CIO

Ignorant of cybersecurity risk, breached small businesses are concealing the cost of recovery

Concerns over reputational damage keep incidents hush-hush but breach notification laws likely to provide a shock

Many Australian businesses are quietly absorbing the cost of cybersecurity attacks to keep them off of the radar, according to new reports that suggest even small and medium businesses are paying an average $276,323 to recover from a successful attack.

The figure, contained within Surviving the Rise of Cybercrime – an eBook launched this week by Mailguard founder Craig McDonald – reflects the considerable and growing cost of cybercrime in real terms for businesses that often find out too late just how exposed they are.

__What is asked__.
a) List every word in the article on breached small businesses that begins with "cyber," in the order the words appear and including repeats.
b) Collect every line of the rows that contains the string "cloud", copying each line in full.
The article and the rows that follow it come from unrelated sources.

__Records provided__.
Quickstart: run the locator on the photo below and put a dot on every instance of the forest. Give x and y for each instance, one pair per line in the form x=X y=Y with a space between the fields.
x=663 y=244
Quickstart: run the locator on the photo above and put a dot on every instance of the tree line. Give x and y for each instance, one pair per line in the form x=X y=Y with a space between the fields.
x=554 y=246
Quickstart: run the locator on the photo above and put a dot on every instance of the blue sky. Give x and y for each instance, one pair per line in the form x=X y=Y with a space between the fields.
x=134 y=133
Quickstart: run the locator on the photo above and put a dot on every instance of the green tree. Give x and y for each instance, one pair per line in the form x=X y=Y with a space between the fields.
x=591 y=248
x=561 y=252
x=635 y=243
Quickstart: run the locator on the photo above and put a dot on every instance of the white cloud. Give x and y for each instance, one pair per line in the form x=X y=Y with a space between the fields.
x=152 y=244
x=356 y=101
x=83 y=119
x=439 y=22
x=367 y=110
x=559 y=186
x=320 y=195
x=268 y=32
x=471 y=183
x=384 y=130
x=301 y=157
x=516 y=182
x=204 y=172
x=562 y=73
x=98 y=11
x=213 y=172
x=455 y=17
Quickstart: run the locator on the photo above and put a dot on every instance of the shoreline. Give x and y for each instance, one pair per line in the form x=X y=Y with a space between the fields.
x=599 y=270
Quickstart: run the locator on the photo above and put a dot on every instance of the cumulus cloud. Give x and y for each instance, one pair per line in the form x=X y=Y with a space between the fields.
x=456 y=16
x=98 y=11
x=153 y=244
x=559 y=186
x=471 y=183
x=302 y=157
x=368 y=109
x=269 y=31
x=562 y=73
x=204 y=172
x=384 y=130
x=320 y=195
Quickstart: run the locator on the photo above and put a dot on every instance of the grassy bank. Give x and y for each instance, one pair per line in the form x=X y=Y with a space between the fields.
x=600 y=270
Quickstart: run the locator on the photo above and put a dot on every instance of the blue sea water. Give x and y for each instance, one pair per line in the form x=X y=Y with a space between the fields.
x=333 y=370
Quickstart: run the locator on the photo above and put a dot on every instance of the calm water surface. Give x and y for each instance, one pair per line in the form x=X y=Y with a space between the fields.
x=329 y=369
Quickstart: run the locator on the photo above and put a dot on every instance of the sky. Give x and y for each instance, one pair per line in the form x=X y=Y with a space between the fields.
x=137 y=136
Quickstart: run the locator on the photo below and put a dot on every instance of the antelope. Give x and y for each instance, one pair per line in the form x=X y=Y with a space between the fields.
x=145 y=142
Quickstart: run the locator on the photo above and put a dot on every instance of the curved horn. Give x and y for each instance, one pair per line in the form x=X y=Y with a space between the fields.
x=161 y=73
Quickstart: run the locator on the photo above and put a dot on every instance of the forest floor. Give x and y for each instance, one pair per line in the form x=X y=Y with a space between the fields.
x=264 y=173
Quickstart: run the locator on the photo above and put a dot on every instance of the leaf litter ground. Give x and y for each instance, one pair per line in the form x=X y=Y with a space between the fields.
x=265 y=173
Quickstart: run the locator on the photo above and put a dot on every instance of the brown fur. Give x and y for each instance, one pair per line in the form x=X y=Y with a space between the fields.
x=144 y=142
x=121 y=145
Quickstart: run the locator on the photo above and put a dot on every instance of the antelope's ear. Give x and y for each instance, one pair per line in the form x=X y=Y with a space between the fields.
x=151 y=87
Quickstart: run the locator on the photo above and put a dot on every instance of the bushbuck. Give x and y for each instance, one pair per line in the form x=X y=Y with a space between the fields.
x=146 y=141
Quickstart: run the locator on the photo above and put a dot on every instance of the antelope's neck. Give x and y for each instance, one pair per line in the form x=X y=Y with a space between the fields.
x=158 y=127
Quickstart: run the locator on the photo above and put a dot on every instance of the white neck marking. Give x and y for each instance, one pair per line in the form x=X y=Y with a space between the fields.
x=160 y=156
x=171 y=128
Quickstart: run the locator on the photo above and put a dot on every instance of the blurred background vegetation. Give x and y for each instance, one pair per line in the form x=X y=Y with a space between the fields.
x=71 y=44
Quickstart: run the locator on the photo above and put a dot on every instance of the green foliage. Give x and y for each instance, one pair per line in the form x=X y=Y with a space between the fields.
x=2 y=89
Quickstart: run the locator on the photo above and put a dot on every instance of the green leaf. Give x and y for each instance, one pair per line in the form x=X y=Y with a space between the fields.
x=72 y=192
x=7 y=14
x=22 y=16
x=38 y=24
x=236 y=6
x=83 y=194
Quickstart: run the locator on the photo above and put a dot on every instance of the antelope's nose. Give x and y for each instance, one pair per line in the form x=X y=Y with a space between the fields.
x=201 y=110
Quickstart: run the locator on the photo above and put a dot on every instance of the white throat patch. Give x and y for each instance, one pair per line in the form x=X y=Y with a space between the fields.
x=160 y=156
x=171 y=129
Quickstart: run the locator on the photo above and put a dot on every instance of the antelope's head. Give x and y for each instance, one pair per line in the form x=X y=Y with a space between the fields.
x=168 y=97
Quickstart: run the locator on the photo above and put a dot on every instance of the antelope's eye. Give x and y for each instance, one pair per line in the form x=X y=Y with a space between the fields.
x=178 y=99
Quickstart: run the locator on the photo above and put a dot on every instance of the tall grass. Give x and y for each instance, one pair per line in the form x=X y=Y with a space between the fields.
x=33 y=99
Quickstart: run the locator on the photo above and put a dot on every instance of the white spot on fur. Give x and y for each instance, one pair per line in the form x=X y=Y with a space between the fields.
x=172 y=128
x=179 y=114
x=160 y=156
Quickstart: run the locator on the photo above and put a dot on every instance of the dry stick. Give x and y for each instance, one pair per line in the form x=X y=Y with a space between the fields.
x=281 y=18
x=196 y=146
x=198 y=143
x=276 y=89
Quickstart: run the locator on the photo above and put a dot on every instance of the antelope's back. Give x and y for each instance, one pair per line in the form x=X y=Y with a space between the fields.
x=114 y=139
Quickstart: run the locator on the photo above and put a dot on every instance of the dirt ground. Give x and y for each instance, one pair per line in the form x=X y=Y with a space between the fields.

__Responses__.
a)
cybersecurity
cybersecurity
Cybercrime
cybercrime

b)
Quickstart: run the locator on the photo above and put a dot on every instance of the white cloud. Give x and y for each instance, one pair per line in the form x=X y=Y with a space between the fields.
Quickstart: run the locator on the photo above and put a dot on every instance of the cumulus cloud. Give x and y for each instance, one pair per line in the form x=X y=Y with a space between the fields.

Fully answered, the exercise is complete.